**WHAT YOU NEED TO DO:**
Retype the lines of the data below, from the line with "Target: wet rock" up to and including the line with "column 722, row 574", copying each one character for character.

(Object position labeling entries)
>>>
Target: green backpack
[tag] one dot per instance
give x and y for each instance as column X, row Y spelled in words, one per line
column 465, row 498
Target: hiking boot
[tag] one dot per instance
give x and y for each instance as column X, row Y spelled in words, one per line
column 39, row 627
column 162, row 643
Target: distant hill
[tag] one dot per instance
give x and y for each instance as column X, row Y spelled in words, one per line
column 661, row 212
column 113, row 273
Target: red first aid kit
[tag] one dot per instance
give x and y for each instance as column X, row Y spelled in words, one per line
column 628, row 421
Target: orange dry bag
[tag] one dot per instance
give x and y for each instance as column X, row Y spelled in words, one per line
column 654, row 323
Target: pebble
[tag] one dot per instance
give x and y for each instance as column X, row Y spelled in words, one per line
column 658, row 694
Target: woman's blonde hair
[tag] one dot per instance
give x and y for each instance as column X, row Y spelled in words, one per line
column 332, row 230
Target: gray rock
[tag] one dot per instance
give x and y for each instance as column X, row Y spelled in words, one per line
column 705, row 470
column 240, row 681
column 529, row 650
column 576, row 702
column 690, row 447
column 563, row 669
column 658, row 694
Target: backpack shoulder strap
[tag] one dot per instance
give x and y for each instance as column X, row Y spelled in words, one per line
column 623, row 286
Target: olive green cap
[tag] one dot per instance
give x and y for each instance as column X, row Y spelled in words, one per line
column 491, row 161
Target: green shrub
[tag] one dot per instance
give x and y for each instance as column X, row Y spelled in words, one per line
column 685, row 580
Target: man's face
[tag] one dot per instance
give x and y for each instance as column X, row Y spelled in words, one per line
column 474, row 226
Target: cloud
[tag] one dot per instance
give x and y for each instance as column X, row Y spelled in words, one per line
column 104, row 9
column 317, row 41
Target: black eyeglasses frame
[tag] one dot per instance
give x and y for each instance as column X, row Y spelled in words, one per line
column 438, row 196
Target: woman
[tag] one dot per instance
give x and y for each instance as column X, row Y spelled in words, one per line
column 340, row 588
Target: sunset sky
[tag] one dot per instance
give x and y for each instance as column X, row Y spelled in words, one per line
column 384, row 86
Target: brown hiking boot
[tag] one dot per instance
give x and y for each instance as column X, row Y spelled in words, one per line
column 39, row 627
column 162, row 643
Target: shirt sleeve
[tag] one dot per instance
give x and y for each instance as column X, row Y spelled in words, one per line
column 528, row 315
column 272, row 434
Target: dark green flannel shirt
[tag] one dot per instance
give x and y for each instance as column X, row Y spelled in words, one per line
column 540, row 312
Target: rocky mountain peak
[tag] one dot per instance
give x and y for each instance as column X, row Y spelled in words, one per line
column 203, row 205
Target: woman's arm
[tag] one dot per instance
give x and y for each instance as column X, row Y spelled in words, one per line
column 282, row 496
<<<
>>>
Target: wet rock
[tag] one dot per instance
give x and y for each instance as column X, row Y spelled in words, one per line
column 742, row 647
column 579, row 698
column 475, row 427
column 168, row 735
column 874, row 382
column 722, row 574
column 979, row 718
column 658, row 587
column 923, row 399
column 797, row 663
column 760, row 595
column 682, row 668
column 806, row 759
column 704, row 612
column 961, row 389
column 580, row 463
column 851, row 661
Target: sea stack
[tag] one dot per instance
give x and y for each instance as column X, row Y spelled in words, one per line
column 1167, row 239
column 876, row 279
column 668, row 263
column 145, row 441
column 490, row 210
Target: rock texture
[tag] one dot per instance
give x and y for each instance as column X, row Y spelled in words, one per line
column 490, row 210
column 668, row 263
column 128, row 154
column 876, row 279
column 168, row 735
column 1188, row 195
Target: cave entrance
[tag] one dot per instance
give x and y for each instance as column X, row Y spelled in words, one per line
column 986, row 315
<<<
>>>
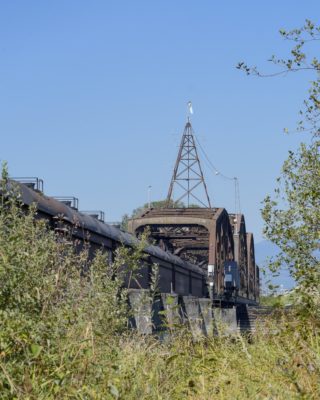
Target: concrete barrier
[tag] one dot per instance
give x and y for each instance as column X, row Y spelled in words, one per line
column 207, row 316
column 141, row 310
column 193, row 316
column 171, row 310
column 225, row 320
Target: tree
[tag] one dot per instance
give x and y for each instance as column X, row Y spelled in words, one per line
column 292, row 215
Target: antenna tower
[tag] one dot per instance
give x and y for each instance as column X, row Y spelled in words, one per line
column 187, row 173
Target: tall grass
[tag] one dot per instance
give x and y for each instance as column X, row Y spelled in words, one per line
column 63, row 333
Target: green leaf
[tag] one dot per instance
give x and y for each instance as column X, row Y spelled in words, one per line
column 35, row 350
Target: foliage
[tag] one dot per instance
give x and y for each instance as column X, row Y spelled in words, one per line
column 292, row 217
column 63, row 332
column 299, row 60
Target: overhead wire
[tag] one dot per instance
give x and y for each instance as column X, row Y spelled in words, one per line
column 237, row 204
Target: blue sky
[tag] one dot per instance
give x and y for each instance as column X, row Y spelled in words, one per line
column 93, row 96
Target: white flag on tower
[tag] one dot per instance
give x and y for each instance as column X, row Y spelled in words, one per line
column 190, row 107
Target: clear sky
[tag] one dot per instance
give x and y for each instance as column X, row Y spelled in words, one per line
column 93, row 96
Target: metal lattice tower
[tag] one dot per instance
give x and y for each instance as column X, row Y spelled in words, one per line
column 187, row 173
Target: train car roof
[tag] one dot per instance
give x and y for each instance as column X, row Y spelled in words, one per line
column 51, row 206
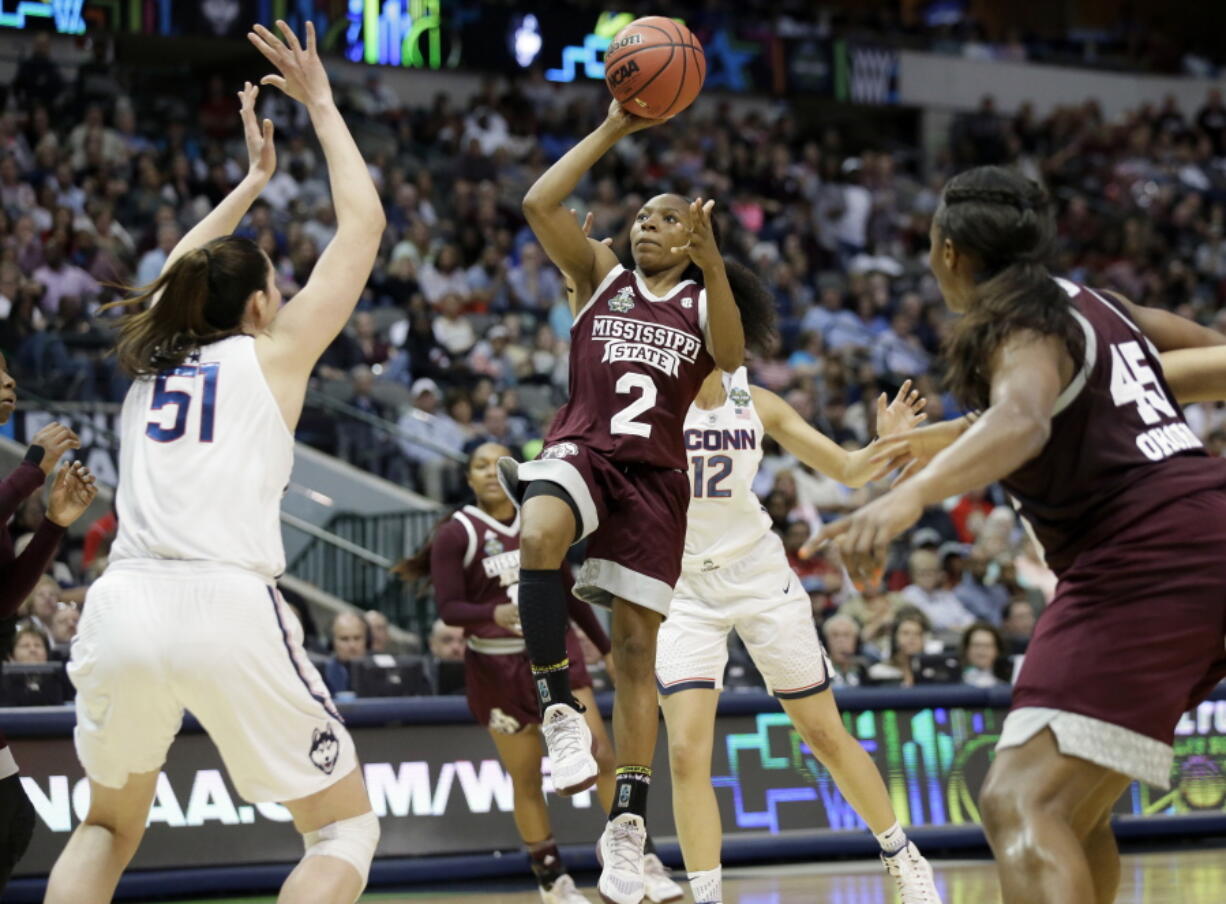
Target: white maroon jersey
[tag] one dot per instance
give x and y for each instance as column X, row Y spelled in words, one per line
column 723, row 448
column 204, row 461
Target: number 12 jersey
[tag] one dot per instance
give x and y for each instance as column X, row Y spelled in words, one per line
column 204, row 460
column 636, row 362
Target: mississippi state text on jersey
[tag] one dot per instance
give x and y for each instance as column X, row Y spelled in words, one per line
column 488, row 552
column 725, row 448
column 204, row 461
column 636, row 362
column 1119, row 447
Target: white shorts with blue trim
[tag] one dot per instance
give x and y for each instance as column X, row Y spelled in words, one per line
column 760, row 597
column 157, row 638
<<<
**TASK OUTPUT:**
Target: wet rock
[tag] one dot per instance
give x and y for each instance as column X, row Y spelled in words, one per line
column 742, row 647
column 579, row 698
column 475, row 427
column 168, row 735
column 874, row 382
column 722, row 574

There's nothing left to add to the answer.